[Supplied passage]:
* start *
JUDGE JAMES CRAWFORD
Well, there's certainly serious allegations of breach of each of those rules which are referred to. But the fact that they're referred to indicates an awareness at least of their existence. It's a constraint, it's not a guarantee. In the field of human rights there's obviously no guarantees that these rights won't be violated, and that they are violated and people respond to that. But there's an overall process over time which one hopes will have a beneficial effect. That's a hope and it's an aspiration. It's better than the alternatives and no one has come up with very good alternatives, short of more resort to force.

LYNNE HAULTAIN
But it does strengthen the arm of the critics and the cynics who say they're not worth the paper they're written on.

JUDGE JAMES CRAWFORD
General de Gaulle once said that treaties are like young girls, they last while they last. Perhaps not a very attractive sentiment, but…

LYNNE HAULTAIN
But a very Gallic one.

JUDGE JAMES CRAWFORD
…a very Gallic one. Yet, it was a treaty which ensured that Concorde flew. The British wanted to withdraw from the Anglo-French agreement establishing Concorde - on quite good financial grounds, every time Concorde flew it lost money - and the French threatened to take them to court if they did. So we owe - the most beautiful modern aeroplane is a result of a treaty.

LYNNE HAULTAIN
I didn't know that.

JUDGE JAMES CRAWFORD
Yeah.

LYNNE HAULTAIN
What was the treaty?

JUDGE JAMES CRAWFORD
It was an Anglo-French treaty to build Concorde, it was a joint enterprise. Obviously only a certain number of planes were actually ever built, some French and some British, under a joint arrangement. But Concorde owes its existence in flight to a treaty.

LYNNE HAULTAIN
That is truly fascinating.

JUDGE JAMES CRAWFORD
Concorde didn't last either of course.

LYNNE HAULTAIN
Sadly, no. We don't see her beautiful shape any longer, but it was a brief and glorious moment.

JUDGE JAMES CRAWFORD
Yes, it was.

LYNNE HAULTAIN
But speaking of challenges to treaties, you've also quoted the recent statements made by two senior advisers in the Trump Administration - H R McMaster who's the National Security Advisor, and Gary Cohn who's the Chief Economic Advisor - making extraordinary statements saying that there is no such thing as the global community. There is, what they call, a competitive arena where basically governments, non-government actors and businesses just slug it out.

JUDGE JAMES CRAWFORD
Well, there is a competitive arena. It's an arena which extends to lots of entities which are not part of the formal international system - non-governmental organisations, liberation organisations, so-called terrorist groups and so on - and there's a great deal of slugging out going on. But governments have got functions other than slugging it out. They've got functions of regulating and actually improving the status of individuals. That statement, which I quote, seems to me to ignore that side of things entirely.
* end *
[Supplied records]:
* start *
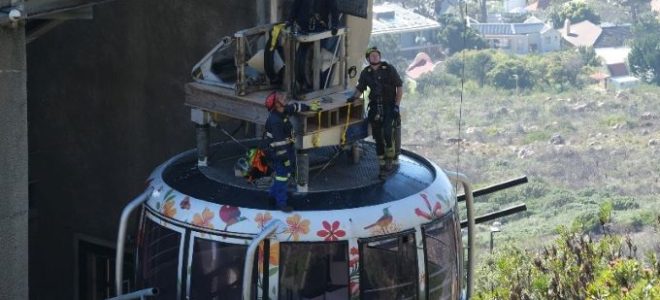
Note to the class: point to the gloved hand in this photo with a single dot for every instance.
(315, 105)
(304, 107)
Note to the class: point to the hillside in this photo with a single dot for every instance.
(579, 149)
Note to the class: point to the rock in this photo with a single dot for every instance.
(519, 129)
(454, 140)
(524, 153)
(581, 106)
(621, 95)
(556, 139)
(648, 116)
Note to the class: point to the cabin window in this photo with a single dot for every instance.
(158, 254)
(313, 271)
(217, 270)
(441, 259)
(388, 268)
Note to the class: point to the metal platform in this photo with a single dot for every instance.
(341, 184)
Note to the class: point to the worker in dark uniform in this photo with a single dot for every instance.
(280, 137)
(386, 90)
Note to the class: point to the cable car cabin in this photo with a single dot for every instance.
(236, 76)
(207, 234)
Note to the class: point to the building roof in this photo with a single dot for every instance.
(613, 55)
(393, 18)
(538, 5)
(599, 76)
(421, 65)
(655, 5)
(613, 36)
(507, 28)
(583, 34)
(618, 69)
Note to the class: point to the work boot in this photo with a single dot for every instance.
(385, 170)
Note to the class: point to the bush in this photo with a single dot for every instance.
(572, 267)
(624, 203)
(438, 78)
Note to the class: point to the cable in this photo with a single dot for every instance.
(460, 107)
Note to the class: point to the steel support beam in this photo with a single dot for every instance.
(13, 161)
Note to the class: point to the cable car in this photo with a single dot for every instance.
(205, 233)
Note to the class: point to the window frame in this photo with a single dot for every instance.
(450, 217)
(340, 242)
(183, 234)
(223, 239)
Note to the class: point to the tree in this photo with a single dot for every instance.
(644, 58)
(575, 11)
(563, 70)
(477, 65)
(510, 74)
(647, 24)
(589, 56)
(634, 6)
(455, 36)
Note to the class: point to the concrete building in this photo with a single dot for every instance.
(587, 34)
(105, 106)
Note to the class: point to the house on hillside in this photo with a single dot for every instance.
(532, 36)
(614, 35)
(539, 5)
(413, 31)
(620, 77)
(587, 34)
(514, 6)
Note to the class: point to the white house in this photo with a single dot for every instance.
(414, 32)
(533, 36)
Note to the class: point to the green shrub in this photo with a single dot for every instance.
(624, 203)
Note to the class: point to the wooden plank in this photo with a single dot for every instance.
(223, 101)
(310, 37)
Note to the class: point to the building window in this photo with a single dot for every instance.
(313, 271)
(440, 243)
(96, 271)
(158, 257)
(388, 268)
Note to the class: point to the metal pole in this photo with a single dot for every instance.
(13, 154)
(121, 236)
(469, 205)
(137, 294)
(249, 257)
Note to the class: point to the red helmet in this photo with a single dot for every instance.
(270, 101)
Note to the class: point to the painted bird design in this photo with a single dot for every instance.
(230, 215)
(384, 220)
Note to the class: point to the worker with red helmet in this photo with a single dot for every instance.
(386, 91)
(280, 138)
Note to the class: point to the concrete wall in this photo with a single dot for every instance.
(105, 108)
(13, 164)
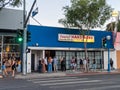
* end *
[Work to complete]: In the interview, what did the French threaten to do when the British wanted to withdraw from the agreement establishing Concorde? The entries come from a separate source.

[Worked solution]: They threatened to take the British to court.